• WHAT THE EXERCISE ASKS:
Lines below that include "plant" are the answer; copy each one.

Natural language region descriptions
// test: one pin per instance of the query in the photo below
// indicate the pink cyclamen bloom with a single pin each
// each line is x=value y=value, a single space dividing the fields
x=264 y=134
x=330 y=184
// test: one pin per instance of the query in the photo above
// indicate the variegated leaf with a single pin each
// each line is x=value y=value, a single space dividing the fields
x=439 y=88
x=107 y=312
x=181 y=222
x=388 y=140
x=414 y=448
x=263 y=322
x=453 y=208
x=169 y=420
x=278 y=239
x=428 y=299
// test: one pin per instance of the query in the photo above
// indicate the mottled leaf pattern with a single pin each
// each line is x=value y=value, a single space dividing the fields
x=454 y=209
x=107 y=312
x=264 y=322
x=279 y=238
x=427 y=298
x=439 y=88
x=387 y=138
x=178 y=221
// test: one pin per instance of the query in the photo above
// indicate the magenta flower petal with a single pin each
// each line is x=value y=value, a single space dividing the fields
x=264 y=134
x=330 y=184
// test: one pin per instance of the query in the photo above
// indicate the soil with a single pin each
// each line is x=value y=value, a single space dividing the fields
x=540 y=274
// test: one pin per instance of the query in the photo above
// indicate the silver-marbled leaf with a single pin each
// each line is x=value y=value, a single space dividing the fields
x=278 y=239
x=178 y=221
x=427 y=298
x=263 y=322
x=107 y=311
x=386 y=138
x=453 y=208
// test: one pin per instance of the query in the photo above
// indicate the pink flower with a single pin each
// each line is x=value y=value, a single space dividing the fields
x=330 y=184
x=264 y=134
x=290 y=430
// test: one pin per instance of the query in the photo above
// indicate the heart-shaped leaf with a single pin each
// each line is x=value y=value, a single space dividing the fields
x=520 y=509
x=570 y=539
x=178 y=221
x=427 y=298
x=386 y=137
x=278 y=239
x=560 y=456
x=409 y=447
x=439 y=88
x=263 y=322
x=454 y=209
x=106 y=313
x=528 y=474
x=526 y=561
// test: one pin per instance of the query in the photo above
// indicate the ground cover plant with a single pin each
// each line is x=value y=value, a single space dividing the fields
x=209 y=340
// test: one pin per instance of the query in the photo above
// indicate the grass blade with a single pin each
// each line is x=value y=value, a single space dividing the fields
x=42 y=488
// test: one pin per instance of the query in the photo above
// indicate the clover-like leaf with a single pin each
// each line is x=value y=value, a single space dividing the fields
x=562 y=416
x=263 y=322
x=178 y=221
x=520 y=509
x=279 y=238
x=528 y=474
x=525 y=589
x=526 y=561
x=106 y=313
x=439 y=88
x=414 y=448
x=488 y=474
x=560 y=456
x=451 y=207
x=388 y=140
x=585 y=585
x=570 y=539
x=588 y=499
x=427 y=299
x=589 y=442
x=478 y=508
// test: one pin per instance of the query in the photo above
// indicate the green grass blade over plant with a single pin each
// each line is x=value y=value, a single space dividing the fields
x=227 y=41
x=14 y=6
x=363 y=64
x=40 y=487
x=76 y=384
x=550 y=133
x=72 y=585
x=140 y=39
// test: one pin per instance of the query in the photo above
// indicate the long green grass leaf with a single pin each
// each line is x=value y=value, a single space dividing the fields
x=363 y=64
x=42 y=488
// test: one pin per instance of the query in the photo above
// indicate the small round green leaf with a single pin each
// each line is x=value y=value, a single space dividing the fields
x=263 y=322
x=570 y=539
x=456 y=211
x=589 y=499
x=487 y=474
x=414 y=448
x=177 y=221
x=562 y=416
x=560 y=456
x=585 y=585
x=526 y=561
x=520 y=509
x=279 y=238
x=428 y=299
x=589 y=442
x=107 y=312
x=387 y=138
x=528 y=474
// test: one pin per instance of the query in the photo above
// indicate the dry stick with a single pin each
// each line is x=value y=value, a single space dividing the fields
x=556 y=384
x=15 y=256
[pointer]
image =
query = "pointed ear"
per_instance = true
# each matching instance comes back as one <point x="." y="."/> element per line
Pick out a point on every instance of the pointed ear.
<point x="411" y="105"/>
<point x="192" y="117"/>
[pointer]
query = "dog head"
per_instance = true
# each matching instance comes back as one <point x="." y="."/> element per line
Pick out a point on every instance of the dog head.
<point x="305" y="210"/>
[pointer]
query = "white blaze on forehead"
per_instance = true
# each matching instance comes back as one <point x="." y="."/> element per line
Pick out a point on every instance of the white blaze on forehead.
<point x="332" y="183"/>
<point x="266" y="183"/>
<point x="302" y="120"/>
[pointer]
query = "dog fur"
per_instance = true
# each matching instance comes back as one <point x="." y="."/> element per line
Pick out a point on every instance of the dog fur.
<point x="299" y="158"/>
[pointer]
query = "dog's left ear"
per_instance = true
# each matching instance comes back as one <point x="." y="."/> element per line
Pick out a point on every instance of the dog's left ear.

• REPLY:
// indicate the ground cover plant with a single pin each
// indicate the green grass blade over plant with a single pin each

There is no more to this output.